> _DESCRIPTION OF THE TASK_:
Pull every line from the listing below that contains the word "thatched", and copy each one. The match is case-sensitive.

> _MATERIALS PROVIDED_:

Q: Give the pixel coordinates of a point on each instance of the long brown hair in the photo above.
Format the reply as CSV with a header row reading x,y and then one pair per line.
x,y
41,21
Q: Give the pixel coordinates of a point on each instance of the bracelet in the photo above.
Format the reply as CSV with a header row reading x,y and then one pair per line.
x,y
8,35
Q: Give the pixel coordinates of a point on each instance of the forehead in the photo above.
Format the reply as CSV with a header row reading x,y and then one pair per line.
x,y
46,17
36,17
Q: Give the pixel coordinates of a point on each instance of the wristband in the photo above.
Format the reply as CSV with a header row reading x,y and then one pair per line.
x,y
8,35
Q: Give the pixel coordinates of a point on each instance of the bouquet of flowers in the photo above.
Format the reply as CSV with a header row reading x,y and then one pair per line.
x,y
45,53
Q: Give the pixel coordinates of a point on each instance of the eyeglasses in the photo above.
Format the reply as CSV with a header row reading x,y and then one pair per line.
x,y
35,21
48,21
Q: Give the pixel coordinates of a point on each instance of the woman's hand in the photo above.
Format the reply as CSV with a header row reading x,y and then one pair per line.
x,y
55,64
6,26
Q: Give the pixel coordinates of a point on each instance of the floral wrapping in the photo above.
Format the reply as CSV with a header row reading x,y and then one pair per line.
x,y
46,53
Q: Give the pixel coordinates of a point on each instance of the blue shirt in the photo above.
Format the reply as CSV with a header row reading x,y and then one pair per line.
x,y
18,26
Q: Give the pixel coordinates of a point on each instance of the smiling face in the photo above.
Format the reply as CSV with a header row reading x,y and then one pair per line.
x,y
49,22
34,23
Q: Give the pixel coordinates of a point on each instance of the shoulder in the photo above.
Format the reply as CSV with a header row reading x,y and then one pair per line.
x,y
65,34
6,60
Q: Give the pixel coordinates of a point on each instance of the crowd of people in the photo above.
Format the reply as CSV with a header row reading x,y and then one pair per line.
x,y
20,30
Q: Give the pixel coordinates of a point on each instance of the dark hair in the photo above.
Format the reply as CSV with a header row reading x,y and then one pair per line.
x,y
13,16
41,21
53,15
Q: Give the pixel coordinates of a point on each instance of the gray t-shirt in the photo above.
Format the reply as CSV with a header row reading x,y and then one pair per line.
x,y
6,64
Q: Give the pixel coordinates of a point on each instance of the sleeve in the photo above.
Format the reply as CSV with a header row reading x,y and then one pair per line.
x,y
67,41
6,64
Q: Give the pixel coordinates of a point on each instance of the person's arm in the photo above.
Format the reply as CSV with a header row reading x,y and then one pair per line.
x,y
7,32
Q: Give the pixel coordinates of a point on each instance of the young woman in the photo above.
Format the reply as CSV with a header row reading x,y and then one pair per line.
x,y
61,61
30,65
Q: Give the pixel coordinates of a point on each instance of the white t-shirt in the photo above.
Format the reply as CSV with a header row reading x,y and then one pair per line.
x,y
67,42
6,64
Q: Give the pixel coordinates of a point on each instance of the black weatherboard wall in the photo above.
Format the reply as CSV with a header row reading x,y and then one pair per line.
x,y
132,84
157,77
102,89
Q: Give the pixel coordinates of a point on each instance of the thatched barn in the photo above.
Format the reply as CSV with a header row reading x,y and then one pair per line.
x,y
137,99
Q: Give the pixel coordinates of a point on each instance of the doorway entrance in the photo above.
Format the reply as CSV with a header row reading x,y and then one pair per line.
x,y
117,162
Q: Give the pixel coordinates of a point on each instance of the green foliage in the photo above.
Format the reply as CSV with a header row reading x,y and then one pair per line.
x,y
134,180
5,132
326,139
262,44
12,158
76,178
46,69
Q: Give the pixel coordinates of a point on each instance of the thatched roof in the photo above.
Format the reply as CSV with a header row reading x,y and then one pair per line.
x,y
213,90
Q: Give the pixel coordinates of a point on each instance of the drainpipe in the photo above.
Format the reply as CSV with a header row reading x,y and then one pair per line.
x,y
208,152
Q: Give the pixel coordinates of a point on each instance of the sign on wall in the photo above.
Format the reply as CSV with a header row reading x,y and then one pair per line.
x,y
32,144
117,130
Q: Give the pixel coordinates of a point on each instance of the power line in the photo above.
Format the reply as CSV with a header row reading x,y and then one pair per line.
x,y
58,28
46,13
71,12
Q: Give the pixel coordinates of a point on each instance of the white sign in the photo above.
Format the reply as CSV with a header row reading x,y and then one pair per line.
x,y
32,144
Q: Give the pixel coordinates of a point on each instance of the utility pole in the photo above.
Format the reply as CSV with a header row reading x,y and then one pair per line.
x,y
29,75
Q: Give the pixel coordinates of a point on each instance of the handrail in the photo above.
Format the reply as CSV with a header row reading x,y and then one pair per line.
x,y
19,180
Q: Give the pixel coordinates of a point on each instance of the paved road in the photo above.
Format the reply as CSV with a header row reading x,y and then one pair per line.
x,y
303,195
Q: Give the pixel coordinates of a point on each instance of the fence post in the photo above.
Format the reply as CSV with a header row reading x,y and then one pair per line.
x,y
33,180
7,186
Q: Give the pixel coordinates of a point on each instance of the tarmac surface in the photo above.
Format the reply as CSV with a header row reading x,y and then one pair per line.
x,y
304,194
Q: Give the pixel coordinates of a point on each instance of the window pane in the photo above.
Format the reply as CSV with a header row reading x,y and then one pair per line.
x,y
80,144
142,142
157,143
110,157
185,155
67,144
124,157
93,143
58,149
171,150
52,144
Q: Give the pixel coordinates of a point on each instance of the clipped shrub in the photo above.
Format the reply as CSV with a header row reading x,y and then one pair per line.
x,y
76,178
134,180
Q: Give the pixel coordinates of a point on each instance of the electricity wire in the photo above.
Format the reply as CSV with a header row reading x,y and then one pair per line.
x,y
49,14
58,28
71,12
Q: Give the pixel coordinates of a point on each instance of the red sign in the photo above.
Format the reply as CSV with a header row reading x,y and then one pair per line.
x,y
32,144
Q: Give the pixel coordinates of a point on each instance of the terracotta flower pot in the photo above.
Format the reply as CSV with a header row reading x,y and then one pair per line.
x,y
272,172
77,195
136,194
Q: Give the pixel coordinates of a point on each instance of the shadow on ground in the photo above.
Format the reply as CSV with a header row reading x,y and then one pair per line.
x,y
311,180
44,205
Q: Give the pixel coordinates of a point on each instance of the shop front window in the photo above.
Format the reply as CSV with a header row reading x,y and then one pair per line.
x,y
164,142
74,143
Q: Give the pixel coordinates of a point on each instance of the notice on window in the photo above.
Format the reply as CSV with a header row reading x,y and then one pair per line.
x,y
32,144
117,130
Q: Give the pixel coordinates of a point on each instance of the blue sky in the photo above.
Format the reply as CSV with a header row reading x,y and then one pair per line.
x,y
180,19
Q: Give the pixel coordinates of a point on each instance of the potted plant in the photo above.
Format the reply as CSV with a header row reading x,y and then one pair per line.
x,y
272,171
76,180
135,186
...
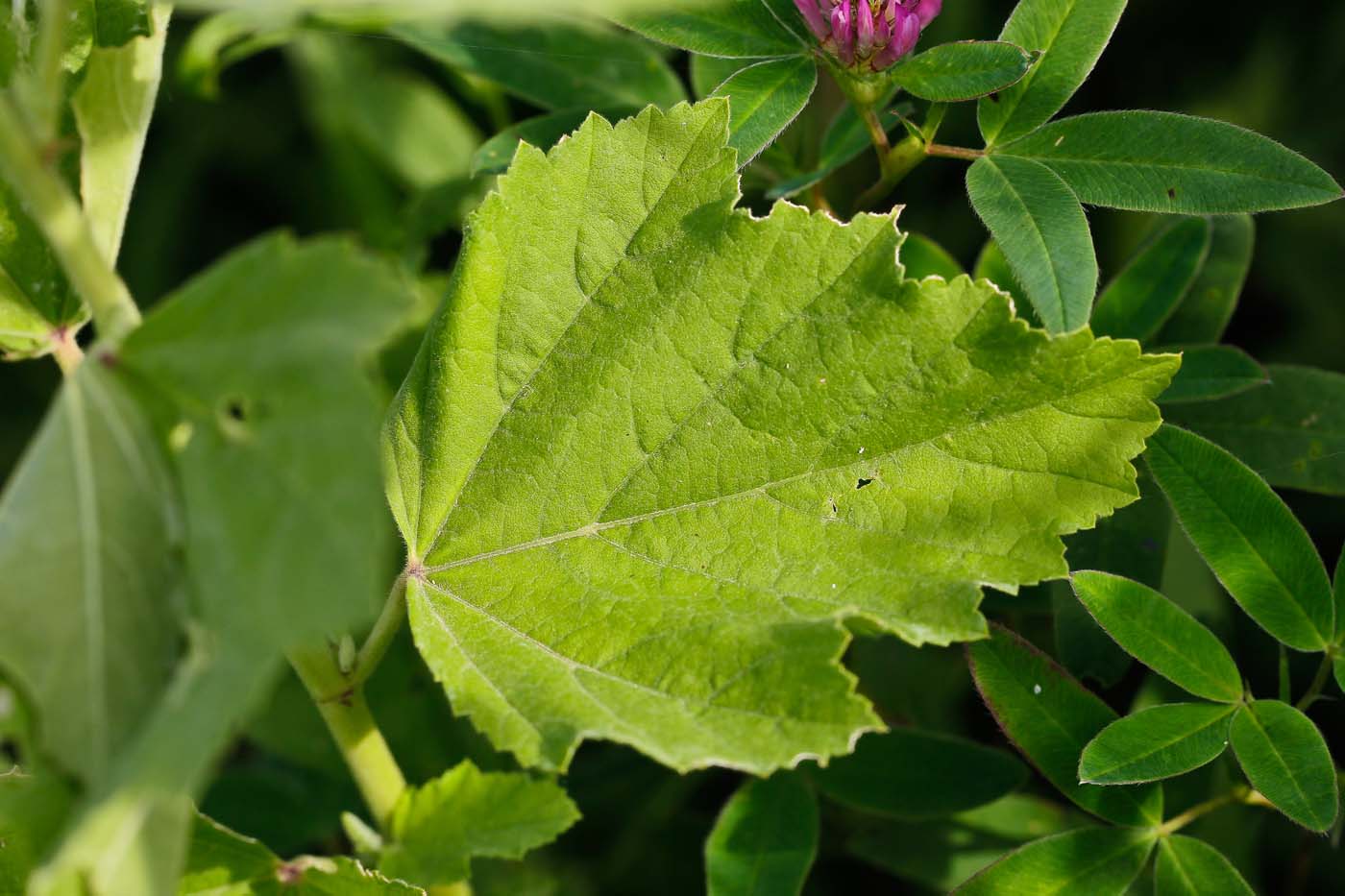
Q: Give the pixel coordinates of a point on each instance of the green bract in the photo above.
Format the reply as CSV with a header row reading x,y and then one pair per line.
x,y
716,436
--
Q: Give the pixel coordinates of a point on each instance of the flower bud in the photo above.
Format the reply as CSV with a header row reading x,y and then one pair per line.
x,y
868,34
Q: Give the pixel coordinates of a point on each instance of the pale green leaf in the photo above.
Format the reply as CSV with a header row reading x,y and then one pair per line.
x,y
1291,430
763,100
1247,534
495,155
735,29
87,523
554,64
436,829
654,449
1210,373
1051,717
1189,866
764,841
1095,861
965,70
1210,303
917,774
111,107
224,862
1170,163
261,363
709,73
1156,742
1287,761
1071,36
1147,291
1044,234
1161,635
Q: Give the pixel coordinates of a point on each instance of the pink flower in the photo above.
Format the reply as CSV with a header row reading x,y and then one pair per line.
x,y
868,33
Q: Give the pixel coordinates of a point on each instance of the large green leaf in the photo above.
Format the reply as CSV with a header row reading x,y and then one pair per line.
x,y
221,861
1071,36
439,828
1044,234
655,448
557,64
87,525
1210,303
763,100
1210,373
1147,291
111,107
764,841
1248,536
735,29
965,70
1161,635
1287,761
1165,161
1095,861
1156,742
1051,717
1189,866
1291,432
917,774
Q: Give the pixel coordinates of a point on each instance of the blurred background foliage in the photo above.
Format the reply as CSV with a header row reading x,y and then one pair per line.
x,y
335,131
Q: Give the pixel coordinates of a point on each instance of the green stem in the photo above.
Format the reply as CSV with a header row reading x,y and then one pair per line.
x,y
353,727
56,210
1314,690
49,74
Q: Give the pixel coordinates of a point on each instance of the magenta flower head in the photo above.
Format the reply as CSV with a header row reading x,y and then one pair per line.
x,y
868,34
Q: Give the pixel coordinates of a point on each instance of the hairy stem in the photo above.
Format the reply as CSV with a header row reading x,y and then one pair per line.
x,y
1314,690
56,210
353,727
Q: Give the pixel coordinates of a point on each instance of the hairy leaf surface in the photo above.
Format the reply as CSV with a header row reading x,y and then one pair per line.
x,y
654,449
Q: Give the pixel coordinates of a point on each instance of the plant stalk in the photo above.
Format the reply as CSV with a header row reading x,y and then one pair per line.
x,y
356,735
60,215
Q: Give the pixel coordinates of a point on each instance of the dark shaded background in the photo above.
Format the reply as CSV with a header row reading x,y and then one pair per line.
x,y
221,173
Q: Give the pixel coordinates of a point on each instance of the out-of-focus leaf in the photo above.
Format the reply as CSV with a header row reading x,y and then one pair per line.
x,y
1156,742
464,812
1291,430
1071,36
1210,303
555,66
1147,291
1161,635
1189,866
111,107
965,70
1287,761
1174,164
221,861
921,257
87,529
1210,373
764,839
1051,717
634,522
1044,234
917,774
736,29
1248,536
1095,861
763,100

> _THE ANSWER_:
Q: Give the pixel coordinates of a point on each instance of the thatched barn in the photo above.
Q: Give the pixel coordinates of a point on each instance of the thatched roof in the photo above.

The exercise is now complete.